◆ The request ◆
Pull out every line of the items below that contains the word "tall" and copy each one in full. Treat uppercase and lowercase as different when matching.

◆ Stored rows ◆
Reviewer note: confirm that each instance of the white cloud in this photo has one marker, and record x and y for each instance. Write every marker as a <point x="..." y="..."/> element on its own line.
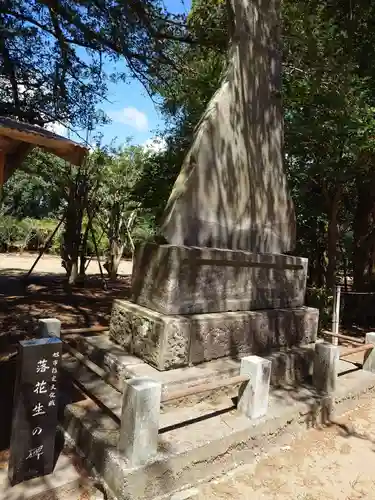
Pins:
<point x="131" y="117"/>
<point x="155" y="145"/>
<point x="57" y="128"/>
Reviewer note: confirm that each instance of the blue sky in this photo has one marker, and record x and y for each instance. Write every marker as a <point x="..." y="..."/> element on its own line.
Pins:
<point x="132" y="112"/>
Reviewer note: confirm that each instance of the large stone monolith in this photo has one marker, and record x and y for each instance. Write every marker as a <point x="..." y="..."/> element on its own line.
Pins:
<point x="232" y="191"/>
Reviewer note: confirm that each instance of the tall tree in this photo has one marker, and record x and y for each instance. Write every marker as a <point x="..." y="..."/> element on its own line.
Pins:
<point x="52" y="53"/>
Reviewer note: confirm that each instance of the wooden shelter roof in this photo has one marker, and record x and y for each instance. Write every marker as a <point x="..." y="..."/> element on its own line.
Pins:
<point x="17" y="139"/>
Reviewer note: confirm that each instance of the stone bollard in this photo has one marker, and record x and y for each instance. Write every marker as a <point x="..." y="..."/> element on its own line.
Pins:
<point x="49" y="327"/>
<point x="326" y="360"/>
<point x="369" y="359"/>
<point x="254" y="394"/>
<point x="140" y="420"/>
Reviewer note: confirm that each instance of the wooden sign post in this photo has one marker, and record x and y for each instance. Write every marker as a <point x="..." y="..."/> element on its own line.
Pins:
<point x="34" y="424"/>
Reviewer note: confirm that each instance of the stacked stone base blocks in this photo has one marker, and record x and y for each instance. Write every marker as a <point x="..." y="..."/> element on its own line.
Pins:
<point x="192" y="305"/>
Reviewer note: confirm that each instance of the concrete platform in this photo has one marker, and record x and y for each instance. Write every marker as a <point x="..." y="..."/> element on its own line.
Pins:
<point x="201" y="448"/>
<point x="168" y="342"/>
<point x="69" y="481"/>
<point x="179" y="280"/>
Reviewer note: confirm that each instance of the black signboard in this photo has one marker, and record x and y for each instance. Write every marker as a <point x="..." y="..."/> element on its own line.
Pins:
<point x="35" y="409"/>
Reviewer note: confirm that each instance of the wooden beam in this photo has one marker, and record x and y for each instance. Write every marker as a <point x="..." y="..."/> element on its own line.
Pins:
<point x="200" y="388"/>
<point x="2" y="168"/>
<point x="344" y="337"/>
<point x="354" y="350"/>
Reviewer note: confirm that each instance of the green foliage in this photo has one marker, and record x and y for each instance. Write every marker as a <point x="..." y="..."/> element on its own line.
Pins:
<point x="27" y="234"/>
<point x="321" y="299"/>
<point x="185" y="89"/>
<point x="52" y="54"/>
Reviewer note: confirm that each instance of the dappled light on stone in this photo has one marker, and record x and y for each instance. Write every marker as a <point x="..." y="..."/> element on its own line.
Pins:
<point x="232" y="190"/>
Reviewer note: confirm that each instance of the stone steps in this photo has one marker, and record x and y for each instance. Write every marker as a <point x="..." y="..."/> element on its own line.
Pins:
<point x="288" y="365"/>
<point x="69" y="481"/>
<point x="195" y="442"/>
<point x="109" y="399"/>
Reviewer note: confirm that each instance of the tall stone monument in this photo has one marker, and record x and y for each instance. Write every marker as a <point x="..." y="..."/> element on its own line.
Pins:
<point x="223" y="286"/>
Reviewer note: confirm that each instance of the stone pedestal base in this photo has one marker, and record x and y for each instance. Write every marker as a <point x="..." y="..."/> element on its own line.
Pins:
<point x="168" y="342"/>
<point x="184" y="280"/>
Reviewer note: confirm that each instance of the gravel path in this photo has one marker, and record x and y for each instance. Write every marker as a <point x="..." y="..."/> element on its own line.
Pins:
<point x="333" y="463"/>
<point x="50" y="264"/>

---

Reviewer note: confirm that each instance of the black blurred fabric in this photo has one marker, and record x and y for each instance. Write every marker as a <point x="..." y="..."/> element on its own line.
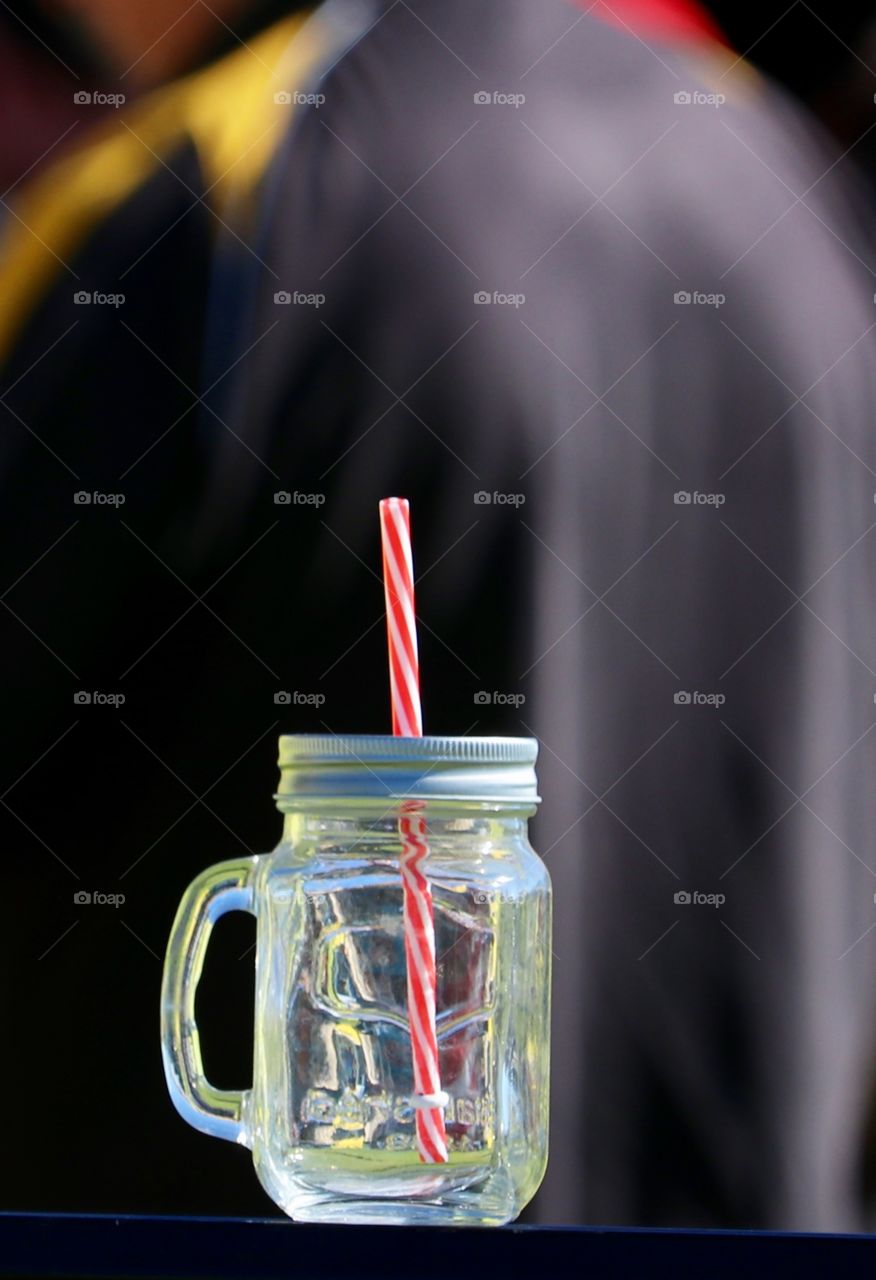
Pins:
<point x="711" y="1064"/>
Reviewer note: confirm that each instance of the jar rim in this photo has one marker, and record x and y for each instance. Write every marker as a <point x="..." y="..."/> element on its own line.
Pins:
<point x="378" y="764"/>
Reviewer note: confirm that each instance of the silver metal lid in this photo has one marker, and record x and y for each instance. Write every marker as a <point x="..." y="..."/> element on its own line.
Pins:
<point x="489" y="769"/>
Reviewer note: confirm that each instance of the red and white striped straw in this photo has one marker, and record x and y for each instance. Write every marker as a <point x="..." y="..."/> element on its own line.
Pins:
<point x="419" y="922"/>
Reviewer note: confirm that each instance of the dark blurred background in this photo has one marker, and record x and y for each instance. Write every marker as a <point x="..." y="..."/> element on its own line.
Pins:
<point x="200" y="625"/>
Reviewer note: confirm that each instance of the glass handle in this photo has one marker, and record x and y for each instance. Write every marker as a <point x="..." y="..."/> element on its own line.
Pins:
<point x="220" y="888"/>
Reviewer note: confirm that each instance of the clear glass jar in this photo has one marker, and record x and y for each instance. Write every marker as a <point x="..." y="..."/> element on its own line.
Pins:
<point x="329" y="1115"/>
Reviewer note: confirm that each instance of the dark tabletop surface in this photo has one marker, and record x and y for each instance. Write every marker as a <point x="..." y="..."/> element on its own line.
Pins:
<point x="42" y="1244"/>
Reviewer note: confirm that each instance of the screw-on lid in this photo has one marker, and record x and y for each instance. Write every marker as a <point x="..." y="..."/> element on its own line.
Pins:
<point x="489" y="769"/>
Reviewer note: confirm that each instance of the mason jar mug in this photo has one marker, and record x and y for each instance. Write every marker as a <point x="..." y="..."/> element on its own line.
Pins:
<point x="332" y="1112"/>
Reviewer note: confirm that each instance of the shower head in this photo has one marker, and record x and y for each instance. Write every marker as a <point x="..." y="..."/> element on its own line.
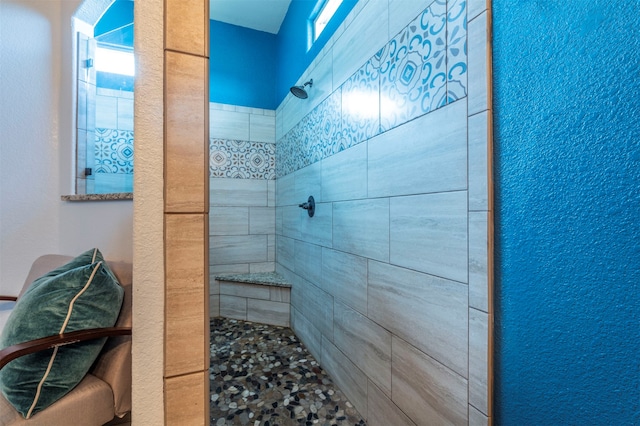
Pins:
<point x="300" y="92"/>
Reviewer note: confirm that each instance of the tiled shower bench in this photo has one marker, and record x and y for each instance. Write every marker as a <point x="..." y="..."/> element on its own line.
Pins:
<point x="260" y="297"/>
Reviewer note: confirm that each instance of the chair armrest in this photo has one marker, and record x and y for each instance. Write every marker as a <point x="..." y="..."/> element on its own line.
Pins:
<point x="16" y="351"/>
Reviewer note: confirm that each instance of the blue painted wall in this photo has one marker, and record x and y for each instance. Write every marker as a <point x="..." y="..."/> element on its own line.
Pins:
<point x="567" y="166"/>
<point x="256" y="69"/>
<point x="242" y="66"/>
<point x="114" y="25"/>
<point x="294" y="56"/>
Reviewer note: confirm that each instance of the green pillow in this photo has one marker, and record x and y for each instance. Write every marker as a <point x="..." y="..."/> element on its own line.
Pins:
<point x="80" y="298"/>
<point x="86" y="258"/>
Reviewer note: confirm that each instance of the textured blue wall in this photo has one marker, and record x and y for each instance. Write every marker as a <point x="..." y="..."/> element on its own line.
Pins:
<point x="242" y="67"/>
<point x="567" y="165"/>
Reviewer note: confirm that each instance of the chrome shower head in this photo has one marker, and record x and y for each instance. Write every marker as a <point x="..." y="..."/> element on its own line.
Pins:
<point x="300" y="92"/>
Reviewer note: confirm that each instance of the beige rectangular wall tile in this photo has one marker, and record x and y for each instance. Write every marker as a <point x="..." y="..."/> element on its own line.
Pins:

◆ Output for this task ◆
Reviewer note: confirm that each instance of the tall tree in this photo has one marker, and record x and y for each instance. Write every marker as a <point x="..." y="..."/> element on its own line.
Reviewer note: confirm that each instance of the tall stone monument in this photo has one marker, and record x and y for each instance. Write every marker as a <point x="..." y="..."/> element on its own line.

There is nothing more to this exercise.